» **Your objective**
Print the records exactly as given.

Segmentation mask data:
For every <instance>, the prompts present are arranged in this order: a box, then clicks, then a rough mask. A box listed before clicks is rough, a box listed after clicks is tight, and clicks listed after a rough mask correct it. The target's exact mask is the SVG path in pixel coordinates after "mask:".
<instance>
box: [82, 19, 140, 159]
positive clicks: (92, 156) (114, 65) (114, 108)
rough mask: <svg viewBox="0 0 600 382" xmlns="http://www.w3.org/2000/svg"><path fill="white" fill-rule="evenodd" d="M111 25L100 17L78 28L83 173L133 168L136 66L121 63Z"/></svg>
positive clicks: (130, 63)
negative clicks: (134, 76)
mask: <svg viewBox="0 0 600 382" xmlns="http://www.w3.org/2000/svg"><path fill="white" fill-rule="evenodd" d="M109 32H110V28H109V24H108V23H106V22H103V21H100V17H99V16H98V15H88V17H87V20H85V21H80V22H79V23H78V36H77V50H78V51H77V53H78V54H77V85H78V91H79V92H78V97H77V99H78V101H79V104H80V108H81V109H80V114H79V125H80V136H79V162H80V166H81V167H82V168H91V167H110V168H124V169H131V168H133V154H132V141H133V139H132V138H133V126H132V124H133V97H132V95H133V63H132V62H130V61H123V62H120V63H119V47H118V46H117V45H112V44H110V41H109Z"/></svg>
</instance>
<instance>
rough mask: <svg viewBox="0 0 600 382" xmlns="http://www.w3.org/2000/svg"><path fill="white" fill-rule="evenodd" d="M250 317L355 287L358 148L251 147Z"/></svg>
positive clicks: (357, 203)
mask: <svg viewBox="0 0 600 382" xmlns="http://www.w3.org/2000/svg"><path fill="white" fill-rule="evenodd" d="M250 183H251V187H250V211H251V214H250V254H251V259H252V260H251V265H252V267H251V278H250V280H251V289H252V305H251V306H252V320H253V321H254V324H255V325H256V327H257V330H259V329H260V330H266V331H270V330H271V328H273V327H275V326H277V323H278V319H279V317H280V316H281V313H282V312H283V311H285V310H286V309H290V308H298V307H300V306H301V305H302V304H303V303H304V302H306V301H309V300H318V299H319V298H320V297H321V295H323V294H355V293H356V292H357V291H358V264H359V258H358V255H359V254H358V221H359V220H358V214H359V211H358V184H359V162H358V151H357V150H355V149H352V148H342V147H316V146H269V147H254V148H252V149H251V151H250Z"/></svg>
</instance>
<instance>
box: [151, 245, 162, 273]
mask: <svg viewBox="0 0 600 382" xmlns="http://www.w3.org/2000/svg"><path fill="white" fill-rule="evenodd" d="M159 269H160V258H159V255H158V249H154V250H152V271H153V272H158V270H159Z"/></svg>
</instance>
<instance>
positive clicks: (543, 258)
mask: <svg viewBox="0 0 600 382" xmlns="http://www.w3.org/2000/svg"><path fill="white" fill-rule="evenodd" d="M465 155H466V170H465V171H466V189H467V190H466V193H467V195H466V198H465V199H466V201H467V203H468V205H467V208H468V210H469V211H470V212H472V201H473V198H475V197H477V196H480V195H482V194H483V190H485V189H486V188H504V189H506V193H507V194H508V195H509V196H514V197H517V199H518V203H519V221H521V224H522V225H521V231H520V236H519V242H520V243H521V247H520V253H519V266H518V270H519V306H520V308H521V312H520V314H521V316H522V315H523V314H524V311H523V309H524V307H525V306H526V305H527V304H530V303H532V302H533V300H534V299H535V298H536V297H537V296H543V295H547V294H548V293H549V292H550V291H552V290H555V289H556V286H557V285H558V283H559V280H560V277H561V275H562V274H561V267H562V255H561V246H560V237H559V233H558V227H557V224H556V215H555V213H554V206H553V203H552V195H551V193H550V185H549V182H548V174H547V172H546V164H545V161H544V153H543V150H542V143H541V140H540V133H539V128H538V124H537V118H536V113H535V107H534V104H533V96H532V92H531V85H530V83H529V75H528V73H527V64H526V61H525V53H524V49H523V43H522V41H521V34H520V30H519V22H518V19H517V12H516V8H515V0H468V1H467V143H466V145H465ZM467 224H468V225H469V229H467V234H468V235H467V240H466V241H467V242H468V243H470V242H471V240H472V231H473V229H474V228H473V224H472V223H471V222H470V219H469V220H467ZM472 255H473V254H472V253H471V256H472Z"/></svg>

» **Result**
For every <instance>, the prompts present are arranged in this order: a box, then clicks, then a rough mask. A box listed before clicks is rough, a box listed after clicks is tight, and clicks listed after a rough mask correct it. The target's exact mask is the SVG path in pixel coordinates after "mask:".
<instance>
box: [82, 19, 140, 159]
positive clicks: (92, 156) (114, 65) (114, 108)
rough mask: <svg viewBox="0 0 600 382" xmlns="http://www.w3.org/2000/svg"><path fill="white" fill-rule="evenodd" d="M111 25L100 17L78 28L83 173L133 168L136 66L121 63Z"/></svg>
positive clicks: (130, 63)
negative clicks: (134, 76)
mask: <svg viewBox="0 0 600 382" xmlns="http://www.w3.org/2000/svg"><path fill="white" fill-rule="evenodd" d="M109 32H110V28H109V24H108V23H106V22H103V21H100V17H99V16H98V15H88V17H87V20H85V21H80V22H79V23H78V36H77V50H78V51H77V53H78V54H77V85H78V91H79V92H78V97H77V99H78V101H79V104H80V108H81V109H80V114H79V125H80V136H79V162H80V166H81V167H82V168H91V167H110V168H124V169H131V168H133V154H132V141H133V139H132V138H133V126H132V124H133V97H132V95H133V63H132V62H130V61H123V62H120V63H119V47H118V46H117V45H112V44H110V41H109Z"/></svg>
</instance>
<instance>
rough mask: <svg viewBox="0 0 600 382" xmlns="http://www.w3.org/2000/svg"><path fill="white" fill-rule="evenodd" d="M250 317L355 287L358 148L251 147Z"/></svg>
positive clicks: (357, 203)
mask: <svg viewBox="0 0 600 382" xmlns="http://www.w3.org/2000/svg"><path fill="white" fill-rule="evenodd" d="M250 183H251V187H250V211H251V214H250V254H251V259H252V260H251V265H252V267H251V278H250V280H251V289H252V305H251V306H252V320H253V321H254V324H255V325H256V327H257V330H259V329H260V330H266V331H270V330H271V328H273V327H275V326H277V323H278V319H279V317H280V316H281V313H282V312H283V311H285V310H286V309H290V308H298V307H300V306H301V305H302V304H303V303H304V302H306V301H309V300H318V299H319V298H320V297H321V295H323V294H355V293H356V292H357V291H358V264H359V258H358V255H359V254H358V221H359V220H358V214H359V211H358V184H359V162H358V151H357V150H355V149H352V148H342V147H316V146H269V147H254V148H252V149H251V151H250Z"/></svg>
</instance>
<instance>
box: [151, 245, 162, 273]
mask: <svg viewBox="0 0 600 382" xmlns="http://www.w3.org/2000/svg"><path fill="white" fill-rule="evenodd" d="M159 269H160V258H159V255H158V249H154V250H152V271H153V272H158V270H159Z"/></svg>
</instance>
<instance>
positive clicks: (543, 258)
mask: <svg viewBox="0 0 600 382" xmlns="http://www.w3.org/2000/svg"><path fill="white" fill-rule="evenodd" d="M465 155H466V170H465V171H466V189H467V190H466V193H467V195H466V198H465V199H466V201H467V203H468V205H467V208H468V210H469V211H470V212H472V201H473V198H475V197H477V196H480V195H482V194H483V190H485V189H486V188H504V189H506V193H507V194H508V195H509V196H514V197H517V199H518V203H519V221H521V224H522V225H521V231H520V236H519V242H520V243H521V247H520V253H519V266H518V270H519V306H520V308H521V312H520V314H521V316H522V315H523V314H524V311H523V309H524V307H525V306H526V305H527V304H530V303H532V302H533V300H534V299H535V298H536V297H537V296H543V295H547V294H548V293H549V292H550V291H552V290H555V289H556V286H557V285H558V283H559V280H560V277H561V275H562V274H561V267H562V255H561V246H560V237H559V233H558V227H557V224H556V215H555V213H554V206H553V203H552V195H551V193H550V185H549V182H548V174H547V172H546V164H545V161H544V153H543V150H542V143H541V140H540V133H539V128H538V124H537V118H536V113H535V107H534V104H533V96H532V92H531V85H530V83H529V75H528V73H527V64H526V61H525V53H524V49H523V43H522V41H521V34H520V30H519V22H518V19H517V12H516V8H515V0H468V1H467V143H466V145H465ZM467 224H468V225H469V229H467V234H468V235H467V240H466V241H467V242H468V243H470V242H471V240H472V231H473V229H474V228H473V224H472V223H471V222H470V219H469V220H467ZM472 255H473V254H472V253H471V256H472Z"/></svg>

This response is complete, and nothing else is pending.